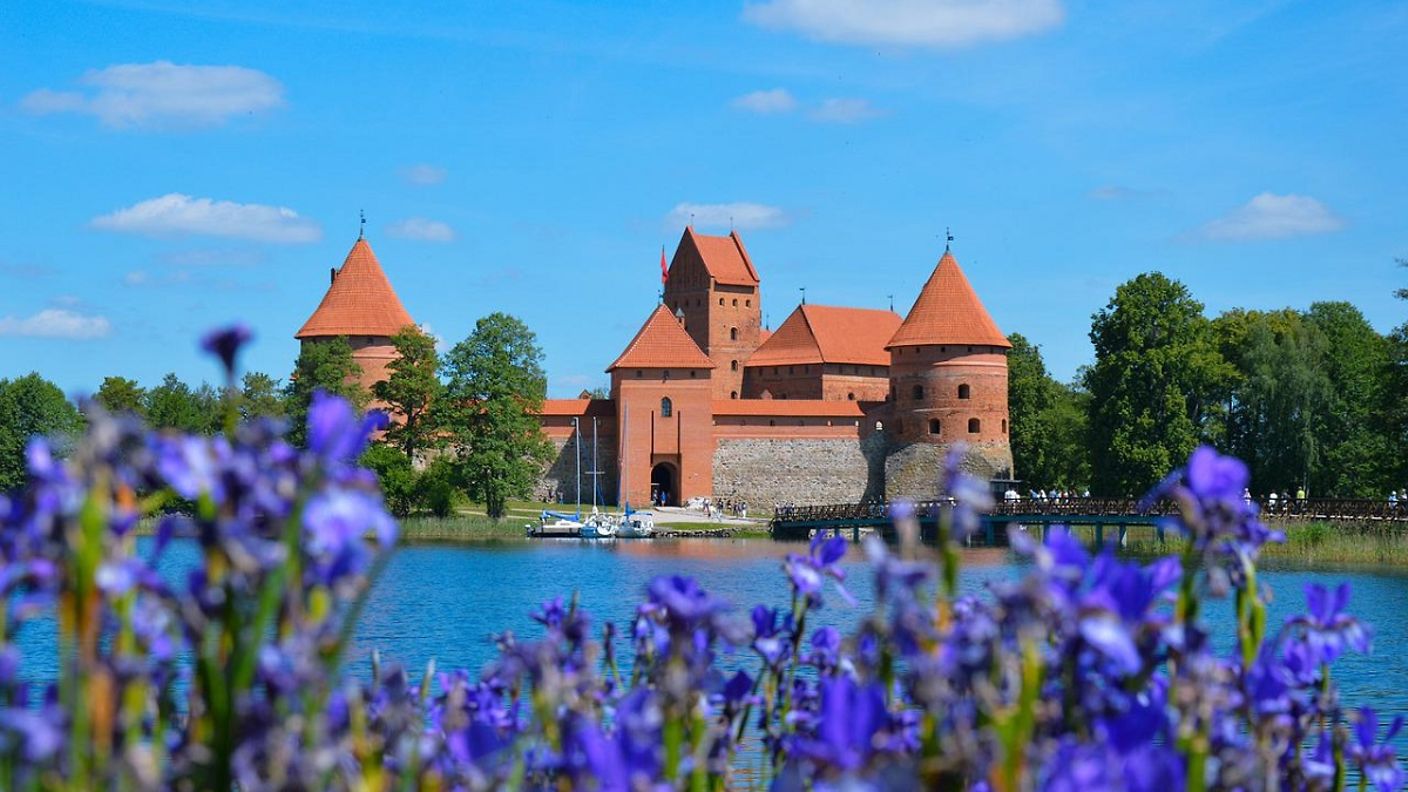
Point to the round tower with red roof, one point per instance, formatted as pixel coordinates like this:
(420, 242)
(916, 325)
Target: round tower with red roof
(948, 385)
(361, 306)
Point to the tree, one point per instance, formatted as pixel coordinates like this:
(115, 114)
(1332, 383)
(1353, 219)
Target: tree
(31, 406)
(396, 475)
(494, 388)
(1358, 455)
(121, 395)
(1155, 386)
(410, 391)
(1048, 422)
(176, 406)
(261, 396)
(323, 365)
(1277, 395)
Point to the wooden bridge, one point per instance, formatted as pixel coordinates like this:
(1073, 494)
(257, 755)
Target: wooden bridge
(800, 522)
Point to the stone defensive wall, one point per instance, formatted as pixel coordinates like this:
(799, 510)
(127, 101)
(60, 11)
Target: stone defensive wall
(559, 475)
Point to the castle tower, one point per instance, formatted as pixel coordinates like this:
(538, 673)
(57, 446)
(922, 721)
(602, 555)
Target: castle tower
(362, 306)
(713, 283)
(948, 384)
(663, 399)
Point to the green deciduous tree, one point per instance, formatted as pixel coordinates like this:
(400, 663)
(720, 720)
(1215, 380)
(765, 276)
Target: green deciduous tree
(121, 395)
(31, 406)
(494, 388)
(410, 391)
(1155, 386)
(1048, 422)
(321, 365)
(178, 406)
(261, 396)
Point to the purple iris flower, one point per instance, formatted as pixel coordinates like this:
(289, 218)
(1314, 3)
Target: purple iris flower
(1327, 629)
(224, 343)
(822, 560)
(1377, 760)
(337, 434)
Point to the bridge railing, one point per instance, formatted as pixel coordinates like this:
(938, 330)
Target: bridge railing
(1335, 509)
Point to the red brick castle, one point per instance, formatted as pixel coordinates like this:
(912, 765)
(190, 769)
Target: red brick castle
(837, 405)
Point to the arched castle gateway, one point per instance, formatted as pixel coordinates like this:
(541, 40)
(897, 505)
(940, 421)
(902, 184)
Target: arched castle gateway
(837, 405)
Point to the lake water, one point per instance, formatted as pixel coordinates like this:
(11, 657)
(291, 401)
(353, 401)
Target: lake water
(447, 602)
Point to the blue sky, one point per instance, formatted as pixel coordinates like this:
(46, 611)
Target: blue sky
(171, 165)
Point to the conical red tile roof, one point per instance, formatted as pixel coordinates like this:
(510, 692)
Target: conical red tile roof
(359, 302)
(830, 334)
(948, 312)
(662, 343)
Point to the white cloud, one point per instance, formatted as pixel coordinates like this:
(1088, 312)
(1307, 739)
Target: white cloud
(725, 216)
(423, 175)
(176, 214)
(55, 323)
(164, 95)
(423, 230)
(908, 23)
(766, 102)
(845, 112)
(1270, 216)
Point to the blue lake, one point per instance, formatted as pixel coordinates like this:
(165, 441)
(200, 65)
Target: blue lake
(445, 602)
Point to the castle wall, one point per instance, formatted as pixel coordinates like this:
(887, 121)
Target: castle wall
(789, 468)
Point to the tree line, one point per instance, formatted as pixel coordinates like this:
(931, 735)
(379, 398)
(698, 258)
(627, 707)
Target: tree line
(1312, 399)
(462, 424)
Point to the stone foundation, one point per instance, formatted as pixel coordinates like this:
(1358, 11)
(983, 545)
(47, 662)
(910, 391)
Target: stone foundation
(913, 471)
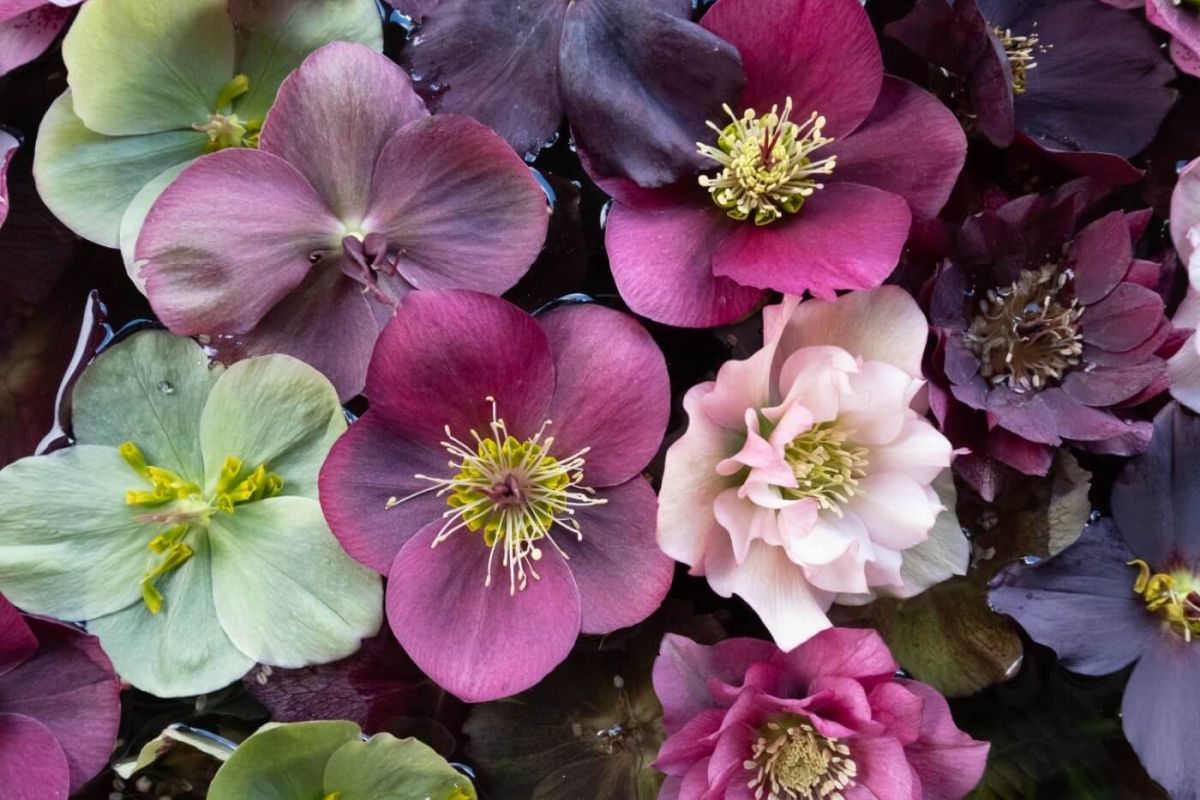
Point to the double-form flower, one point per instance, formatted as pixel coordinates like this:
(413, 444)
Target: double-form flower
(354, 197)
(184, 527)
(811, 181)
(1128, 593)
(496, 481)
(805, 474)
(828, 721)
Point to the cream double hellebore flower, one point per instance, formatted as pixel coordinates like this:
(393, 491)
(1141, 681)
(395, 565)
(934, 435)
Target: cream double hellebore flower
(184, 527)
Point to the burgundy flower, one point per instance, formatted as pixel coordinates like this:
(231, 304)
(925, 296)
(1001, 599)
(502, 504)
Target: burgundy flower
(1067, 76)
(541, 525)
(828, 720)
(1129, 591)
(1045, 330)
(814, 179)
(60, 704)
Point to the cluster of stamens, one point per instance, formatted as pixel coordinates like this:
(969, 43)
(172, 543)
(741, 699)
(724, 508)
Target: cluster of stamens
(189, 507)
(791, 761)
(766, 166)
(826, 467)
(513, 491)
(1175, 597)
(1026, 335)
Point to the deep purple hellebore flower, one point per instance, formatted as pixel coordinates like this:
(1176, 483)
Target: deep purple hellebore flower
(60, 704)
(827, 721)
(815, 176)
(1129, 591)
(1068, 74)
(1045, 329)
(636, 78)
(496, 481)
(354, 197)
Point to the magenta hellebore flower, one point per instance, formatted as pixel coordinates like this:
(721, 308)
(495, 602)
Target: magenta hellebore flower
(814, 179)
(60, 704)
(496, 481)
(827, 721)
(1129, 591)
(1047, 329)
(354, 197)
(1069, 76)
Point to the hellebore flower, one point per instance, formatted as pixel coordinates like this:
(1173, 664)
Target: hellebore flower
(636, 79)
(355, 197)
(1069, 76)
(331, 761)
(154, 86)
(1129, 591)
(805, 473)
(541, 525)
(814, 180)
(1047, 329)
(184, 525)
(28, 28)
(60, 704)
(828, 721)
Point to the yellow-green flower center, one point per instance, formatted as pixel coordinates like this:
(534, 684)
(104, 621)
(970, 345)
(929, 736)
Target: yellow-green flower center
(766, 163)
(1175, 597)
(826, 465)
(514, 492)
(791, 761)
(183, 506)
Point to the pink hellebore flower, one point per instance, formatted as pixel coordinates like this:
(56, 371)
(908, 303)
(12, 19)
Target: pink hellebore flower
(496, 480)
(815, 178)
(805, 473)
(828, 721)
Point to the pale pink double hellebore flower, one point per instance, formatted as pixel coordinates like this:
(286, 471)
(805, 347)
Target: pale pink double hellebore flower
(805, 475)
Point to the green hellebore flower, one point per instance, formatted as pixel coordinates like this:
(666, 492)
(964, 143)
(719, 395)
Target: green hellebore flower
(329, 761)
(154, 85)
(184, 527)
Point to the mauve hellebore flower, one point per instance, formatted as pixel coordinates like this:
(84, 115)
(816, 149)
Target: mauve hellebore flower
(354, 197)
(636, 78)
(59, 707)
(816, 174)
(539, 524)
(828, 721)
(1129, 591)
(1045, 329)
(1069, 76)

..............................

§ **SHORT EXERCISE**
Beginning at the line that holds "Point to the pink", reproduce each line of the records above down to and including the last one.

§ **EXPECTED ANSWER**
Point to the pink hellebore flower, one point per instance, formatted as pixel coordinates like this:
(56, 371)
(908, 303)
(12, 19)
Target: pink hellebore flower
(496, 480)
(815, 178)
(805, 473)
(828, 721)
Point to the pale pink double hellebore flower, one point per instance, formatted as pixel coordinates like this:
(286, 471)
(805, 347)
Target: pale pink double hellebore flower
(805, 475)
Point to the green hellebore flower, one point per instance, formatted as pixel coordinates like this:
(666, 492)
(964, 143)
(719, 395)
Target: green hellebore flower
(329, 761)
(154, 85)
(184, 527)
Point to the mauve hellebore flower, one point per instance, formatted as pixel coordinates like this:
(84, 115)
(816, 149)
Target: mauve hellebore flower
(354, 197)
(636, 78)
(59, 707)
(816, 174)
(539, 524)
(828, 721)
(1129, 591)
(1045, 329)
(1069, 76)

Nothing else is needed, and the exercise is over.